### Text passage
Yep. familiar with that one. I make a word document first if I'm doing a big spiel these days, then cut and paste.


----------



## Elapidae1 (Mar 28, 2011)

Completely immune, or just a high tolerance? I didn't think a full immunity to venoms had been proven.


----------



## Waterrat (Mar 28, 2011)

Steve, I think tolerance in this case equals immunity. If elapid predators were feeling even slightly sick after ingesting venom, elapid prey would be unpalatable to them. The same goes for direct bites.
What is also interesting that for example King cobras regularly feed on pit-vipers and they're getting bitten in the process. Pit-viper's venom has pretty nasty local effect resulting in necrosis, gangrene, etc. (that is in humans), yet the cobras seem unaffected.


----------



## scorps (Mar 28, 2011)

Or just to quick, ninja style


----------



## Braidotti (Mar 28, 2011)

The honey badger, can survive a cobra bite too


----------



## viridis (Mar 28, 2011)

Waterrat said:


> BHPs are not the only species immune to elapid venoms. More or less, all reptiles, including lacies, that prey on elapids are immune to their venoms.




How about a A. maculosa eating a D. torquata! Something different every day in FNQ


----------



## Elapidae1 (Mar 28, 2011)

We have to assume that BHP's get bitten in the process of subduing their prey, it would be hard to believe they don't, but does anybody know of an instance where it has been witnessed? have the effects or lack of actually been recorded post bite?


----------



## Waterrat (Mar 28, 2011)

viridis said:


> How about a A. maculosa eating a D. torquata! Something different every day in FNQ


Maculosa are small, cranky and have suicidal tendencies.


----------



## waruikazi (Mar 28, 2011)

steve1 said:


> We have to assume that BHP's get bitten in the process of subduing their prey, it would be hard to believe they don't, but does anybody know of an instance where it has been witnessed? have the effects or lack of actually been recorded post bite?

### Given data
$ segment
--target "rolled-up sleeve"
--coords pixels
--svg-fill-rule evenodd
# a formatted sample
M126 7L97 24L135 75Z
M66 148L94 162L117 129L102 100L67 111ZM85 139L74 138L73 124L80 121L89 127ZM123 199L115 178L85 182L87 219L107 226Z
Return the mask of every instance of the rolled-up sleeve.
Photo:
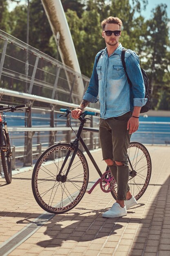
M142 107L147 102L145 98L145 87L138 55L134 52L127 53L126 60L127 73L132 83L133 105Z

### Exercise details
Reproduce the entire forum thread about reptile immunity to elapid venom word for word.

### Written reply
Yep. familiar with that one. I make a word document first if I'm doing a big spiel these days, then cut and paste.


----------



## Elapidae1 (Mar 28, 2011)

Completely immune, or just a high tolerance? I didn't think a full immunity to venoms had been proven.


----------



## Waterrat (Mar 28, 2011)

Steve, I think tolerance in this case equals immunity. If elapid predators were feeling even slightly sick after ingesting venom, elapid prey would be unpalatable to them. The same goes for direct bites.
What is also interesting that for example King cobras regularly feed on pit-vipers and they're getting bitten in the process. Pit-viper's venom has pretty nasty local effect resulting in necrosis, gangrene, etc. (that is in humans), yet the cobras seem unaffected.


----------



## scorps (Mar 28, 2011)

Or just to quick, ninja style


----------



## Braidotti (Mar 28, 2011)

The honey badger, can survive a cobra bite too


----------



## viridis (Mar 28, 2011)

Waterrat said:


> BHPs are not the only species immune to elapid venoms. More or less, all reptiles, including lacies, that prey on elapids are immune to their venoms.




How about a A. maculosa eating a D. torquata! Something different every day in FNQ


----------



## Elapidae1 (Mar 28, 2011)

We have to assume that BHP's get bitten in the process of subduing their prey, it would be hard to believe they don't, but does anybody know of an instance where it has been witnessed? have the effects or lack of actually been recorded post bite?


----------



## Waterrat (Mar 28, 2011)

viridis said:


> How about a A. maculosa eating a D. torquata! Something different every day in FNQ


Maculosa are small, cranky and have suicidal tendencies.


----------



## waruikazi (Mar 28, 2011)

steve1 said:


> We have to assume that BHP's get bitten in the process of subduing their prey, it would be hard to believe they don't, but does anybody know of an instance where it has been witnessed? have the effects or lack of actually been recorded post bite?